■ TO DO
Each line of the material below with the word "front" is to be reported.

(ENTRIES SUPPLIED)

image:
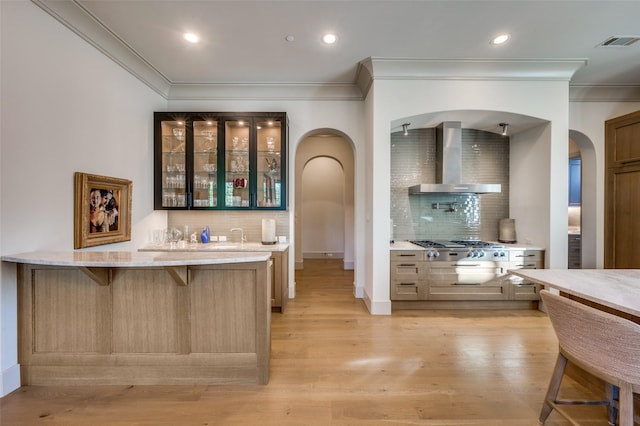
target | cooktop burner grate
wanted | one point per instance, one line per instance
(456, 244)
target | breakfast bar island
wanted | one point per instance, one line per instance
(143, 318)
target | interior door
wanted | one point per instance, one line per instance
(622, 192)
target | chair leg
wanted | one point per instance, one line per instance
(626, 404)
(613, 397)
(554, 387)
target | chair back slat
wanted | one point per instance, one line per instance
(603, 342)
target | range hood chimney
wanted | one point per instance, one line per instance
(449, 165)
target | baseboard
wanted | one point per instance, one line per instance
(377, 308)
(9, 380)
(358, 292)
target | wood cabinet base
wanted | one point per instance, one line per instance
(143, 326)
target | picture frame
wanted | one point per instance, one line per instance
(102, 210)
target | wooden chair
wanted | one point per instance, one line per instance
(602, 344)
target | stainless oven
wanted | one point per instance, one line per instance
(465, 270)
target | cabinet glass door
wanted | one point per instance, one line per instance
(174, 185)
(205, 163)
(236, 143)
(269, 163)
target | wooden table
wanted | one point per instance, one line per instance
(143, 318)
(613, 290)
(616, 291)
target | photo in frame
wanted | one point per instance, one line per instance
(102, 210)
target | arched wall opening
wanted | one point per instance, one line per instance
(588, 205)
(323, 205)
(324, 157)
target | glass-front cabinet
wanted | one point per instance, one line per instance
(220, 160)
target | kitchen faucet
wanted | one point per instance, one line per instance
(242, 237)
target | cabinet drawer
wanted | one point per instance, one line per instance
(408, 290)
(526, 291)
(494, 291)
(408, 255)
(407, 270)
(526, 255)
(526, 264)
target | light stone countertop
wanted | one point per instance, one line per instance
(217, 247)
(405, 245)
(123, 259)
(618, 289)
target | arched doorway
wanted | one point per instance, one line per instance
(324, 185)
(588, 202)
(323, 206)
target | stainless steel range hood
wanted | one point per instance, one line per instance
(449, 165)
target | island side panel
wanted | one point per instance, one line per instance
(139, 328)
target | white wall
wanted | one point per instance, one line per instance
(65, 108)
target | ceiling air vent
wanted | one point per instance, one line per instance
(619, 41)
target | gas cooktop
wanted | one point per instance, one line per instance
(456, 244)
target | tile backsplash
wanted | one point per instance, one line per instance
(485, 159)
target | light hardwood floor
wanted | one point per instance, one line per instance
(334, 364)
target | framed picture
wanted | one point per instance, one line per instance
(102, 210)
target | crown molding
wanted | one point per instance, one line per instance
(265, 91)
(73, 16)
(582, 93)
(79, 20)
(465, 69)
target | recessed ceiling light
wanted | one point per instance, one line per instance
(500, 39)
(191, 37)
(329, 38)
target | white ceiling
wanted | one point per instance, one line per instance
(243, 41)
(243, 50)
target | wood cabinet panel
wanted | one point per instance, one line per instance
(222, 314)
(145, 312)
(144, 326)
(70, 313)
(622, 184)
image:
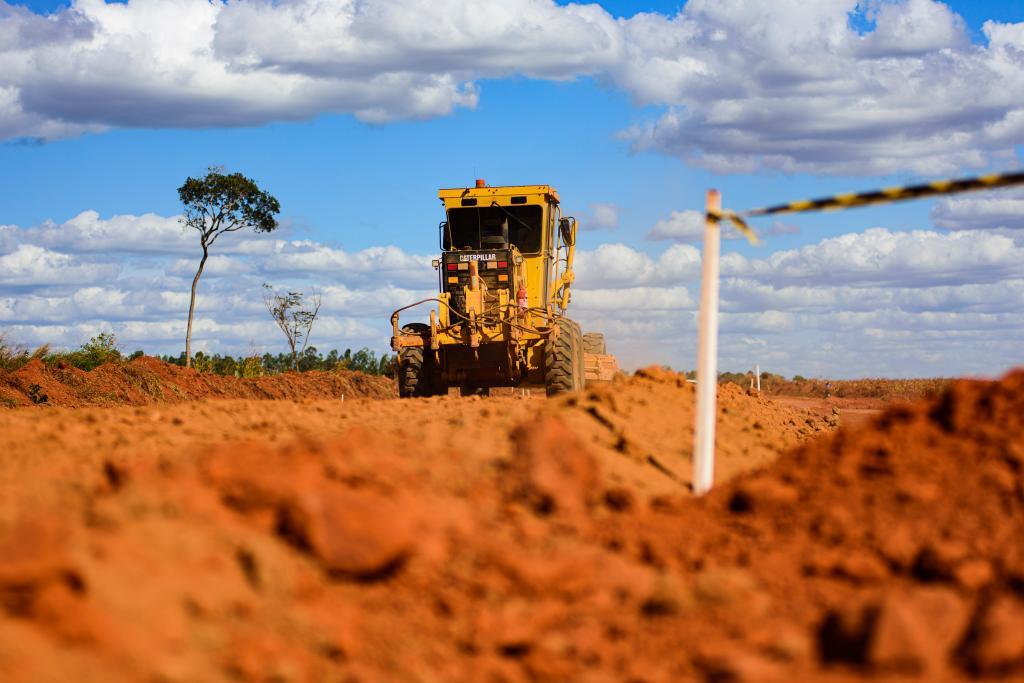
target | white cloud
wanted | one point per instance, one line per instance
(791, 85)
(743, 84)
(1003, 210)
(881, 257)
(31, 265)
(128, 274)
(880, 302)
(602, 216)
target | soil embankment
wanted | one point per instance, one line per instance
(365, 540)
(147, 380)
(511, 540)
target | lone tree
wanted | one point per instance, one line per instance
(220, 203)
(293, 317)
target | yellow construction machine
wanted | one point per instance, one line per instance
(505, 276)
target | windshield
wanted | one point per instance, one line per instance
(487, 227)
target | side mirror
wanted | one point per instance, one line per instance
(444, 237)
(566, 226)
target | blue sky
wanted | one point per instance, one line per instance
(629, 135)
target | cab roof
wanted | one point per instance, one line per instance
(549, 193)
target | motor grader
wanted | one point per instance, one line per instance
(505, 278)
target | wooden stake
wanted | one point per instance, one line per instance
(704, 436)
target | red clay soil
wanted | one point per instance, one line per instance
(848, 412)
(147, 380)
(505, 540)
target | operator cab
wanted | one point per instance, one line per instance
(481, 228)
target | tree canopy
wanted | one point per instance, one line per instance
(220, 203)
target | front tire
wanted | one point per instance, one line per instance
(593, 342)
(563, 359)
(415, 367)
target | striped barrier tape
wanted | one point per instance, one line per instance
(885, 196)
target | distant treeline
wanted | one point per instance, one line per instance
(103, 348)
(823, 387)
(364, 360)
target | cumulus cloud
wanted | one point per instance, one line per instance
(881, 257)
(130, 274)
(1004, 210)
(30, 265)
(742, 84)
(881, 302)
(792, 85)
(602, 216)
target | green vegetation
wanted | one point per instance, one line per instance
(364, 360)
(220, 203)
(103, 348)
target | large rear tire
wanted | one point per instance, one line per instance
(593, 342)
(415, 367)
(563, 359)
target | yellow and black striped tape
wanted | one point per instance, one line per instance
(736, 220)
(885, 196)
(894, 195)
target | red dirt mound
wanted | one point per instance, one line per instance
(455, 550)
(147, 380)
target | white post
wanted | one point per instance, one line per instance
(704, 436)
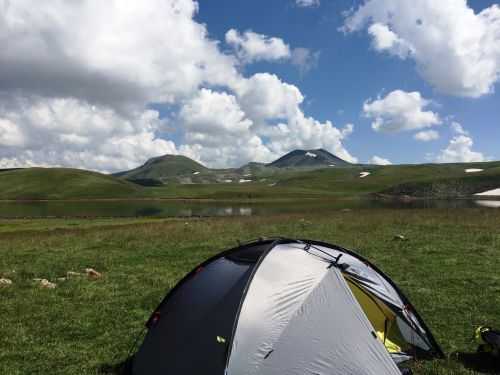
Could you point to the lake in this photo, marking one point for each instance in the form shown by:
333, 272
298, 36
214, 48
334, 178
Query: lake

(End ENTRIES SUPPLIED)

■ TASK OUTPUT
target | glass-front cabinet
target | front tire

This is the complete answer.